• **TEXT**:
Eine der ältesten Familienfehden der Insel ist in eine neue Runde gegangen. Das Ergebnis wird für alle Besucher der Kartause von Valldemossa spürbare Konsequenzen haben: Wenn alles nach Plan läuft, werden am Freitag (2.3.) vor dem historischen Bau zwei Ticketschalter öffnen statt wie bisher einer. Das Kartause-Komplett-Ticket gibt es nicht mehr: Die Besitzer der Zelle 4 haben beschlossen, aus der Betreibergemeinschaft auszuscheren und ihren Bereich unabhängig zu verwalten. Mit eigenem Eingang, eigenen Eintrittspreisen, eigenen Öffnungszeiten.

Dem vorausgegangen war ein Gerichtsurteil im vergangenen Jahr, demzufolge die Zelle 4 als jene authentische Wohnung anerkannt wurde, in der Frédéric Chopin und George Sand den Winter 1848-49 verbrachten. Und demzufolge die Betreiber des zweiten Chopin-Museums in derselben Kartause nirgendwo behaupten dürfen, der polnische Komponist und seine französische Geliebte hätten vielleicht bei ihnen den herben Charme des Inselwinters genossen.

Das bedeutet: Ein wichtiger Bereich der Kartause ist nicht mehr Teil des großen Besuchsprogramms, das neben den zwei Zellen auch den Palast von König Sanxo, eine historische Apotheke sowie das Gemeindemuseum enthält. „Wir wollen nicht mit denen", erklärt Gabriel Quetglas, der die Besitzerfamilie der Rebellen-Zelle vertritt. „Das war wie eine Ehe, die nicht funktioniert hat und bei der Scheidung die einzige Lösung darstellt."

Zeigedaten zu referenziellen Ausdrücken
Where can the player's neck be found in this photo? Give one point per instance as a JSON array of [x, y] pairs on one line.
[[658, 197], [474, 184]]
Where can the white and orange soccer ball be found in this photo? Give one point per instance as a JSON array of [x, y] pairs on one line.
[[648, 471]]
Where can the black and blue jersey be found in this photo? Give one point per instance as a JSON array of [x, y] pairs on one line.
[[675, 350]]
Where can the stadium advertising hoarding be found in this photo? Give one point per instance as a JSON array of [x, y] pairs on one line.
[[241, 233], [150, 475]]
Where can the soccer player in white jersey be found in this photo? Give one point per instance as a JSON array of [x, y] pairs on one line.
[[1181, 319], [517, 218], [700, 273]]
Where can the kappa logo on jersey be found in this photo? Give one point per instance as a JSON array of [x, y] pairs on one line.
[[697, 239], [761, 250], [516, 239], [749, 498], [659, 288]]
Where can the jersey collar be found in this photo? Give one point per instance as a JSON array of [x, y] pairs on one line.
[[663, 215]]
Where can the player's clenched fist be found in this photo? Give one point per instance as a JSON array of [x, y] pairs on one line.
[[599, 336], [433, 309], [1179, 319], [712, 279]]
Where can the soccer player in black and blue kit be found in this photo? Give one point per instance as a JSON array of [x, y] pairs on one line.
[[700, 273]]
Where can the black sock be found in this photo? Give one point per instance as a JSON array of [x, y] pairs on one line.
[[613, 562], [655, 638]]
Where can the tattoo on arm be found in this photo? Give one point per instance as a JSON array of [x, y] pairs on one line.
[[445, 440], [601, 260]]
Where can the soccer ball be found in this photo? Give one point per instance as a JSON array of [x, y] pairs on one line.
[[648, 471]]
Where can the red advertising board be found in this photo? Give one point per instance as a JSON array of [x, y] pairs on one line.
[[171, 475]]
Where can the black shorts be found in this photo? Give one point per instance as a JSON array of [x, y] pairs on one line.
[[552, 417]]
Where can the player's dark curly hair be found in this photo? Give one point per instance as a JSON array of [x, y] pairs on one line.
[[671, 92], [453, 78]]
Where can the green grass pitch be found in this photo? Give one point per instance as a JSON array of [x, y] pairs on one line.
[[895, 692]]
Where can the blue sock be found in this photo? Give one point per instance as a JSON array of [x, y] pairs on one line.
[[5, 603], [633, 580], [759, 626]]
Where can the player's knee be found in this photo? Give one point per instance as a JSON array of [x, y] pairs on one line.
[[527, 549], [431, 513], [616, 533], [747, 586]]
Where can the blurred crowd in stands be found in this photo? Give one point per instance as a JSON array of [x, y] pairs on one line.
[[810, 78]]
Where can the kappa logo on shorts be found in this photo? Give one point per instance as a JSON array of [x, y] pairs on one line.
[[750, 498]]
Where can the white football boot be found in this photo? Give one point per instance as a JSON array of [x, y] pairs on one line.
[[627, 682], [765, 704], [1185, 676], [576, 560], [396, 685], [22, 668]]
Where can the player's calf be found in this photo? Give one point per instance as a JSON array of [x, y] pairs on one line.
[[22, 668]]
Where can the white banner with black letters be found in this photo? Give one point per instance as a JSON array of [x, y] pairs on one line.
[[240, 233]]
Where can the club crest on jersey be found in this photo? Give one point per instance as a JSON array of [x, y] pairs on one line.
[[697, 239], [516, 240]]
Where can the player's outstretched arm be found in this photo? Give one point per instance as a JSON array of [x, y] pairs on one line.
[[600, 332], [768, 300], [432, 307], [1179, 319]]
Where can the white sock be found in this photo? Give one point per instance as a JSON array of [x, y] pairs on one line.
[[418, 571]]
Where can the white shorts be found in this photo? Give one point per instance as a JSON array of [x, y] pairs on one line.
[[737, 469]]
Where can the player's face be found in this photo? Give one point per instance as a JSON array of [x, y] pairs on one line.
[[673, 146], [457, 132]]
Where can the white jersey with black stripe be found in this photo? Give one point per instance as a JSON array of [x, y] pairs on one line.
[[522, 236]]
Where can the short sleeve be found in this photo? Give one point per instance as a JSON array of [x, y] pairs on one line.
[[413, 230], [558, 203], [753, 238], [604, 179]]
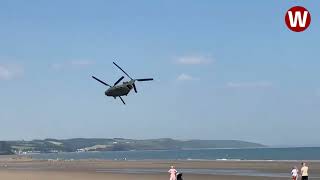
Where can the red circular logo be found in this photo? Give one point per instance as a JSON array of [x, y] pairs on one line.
[[298, 18]]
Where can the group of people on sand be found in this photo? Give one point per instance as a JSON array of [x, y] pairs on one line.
[[295, 173]]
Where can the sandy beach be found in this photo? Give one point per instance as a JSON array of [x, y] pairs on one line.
[[28, 169]]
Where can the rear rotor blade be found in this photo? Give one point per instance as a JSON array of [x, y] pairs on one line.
[[118, 80], [122, 100], [135, 88], [146, 79], [122, 70], [101, 81]]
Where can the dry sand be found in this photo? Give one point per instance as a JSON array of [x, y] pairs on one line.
[[27, 169]]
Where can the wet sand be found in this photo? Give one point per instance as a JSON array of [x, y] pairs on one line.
[[28, 169]]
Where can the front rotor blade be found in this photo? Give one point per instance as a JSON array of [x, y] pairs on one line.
[[146, 79], [135, 88], [118, 80], [122, 100], [122, 70], [101, 81]]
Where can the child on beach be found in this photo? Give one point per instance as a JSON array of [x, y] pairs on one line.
[[173, 173], [304, 171], [294, 173]]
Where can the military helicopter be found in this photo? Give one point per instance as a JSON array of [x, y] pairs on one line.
[[121, 89]]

• **AUFGABENSTELLUNG**:
Wie lautet im Text über die Kartause von Valldemossa die Passage von „Eine der ältesten“ bis einschließlich „Eintrittspreisen, eigenen Öffnungszeiten.“, wenn du „Ticketschalter“ gegen „Kassenhäuschen“ austauschst?

• **ERGEBNIS**:
Eine der ältesten Familienfehden der Insel ist in eine neue Runde gegangen. Das Ergebnis wird für alle Besucher der Kartause von Valldemossa spürbare Konsequenzen haben: Wenn alles nach Plan läuft, werden am Freitag (2.3.) vor dem historischen Bau zwei Kassenhäuschen öffnen statt wie bisher einer. Das Kartause-Komplett-Ticket gibt es nicht mehr: Die Besitzer der Zelle 4 haben beschlossen, aus der Betreibergemeinschaft auszuscheren und ihren Bereich unabhängig zu verwalten. Mit eigenem Eingang, eigenen Eintrittspreisen, eigenen Öffnungszeiten.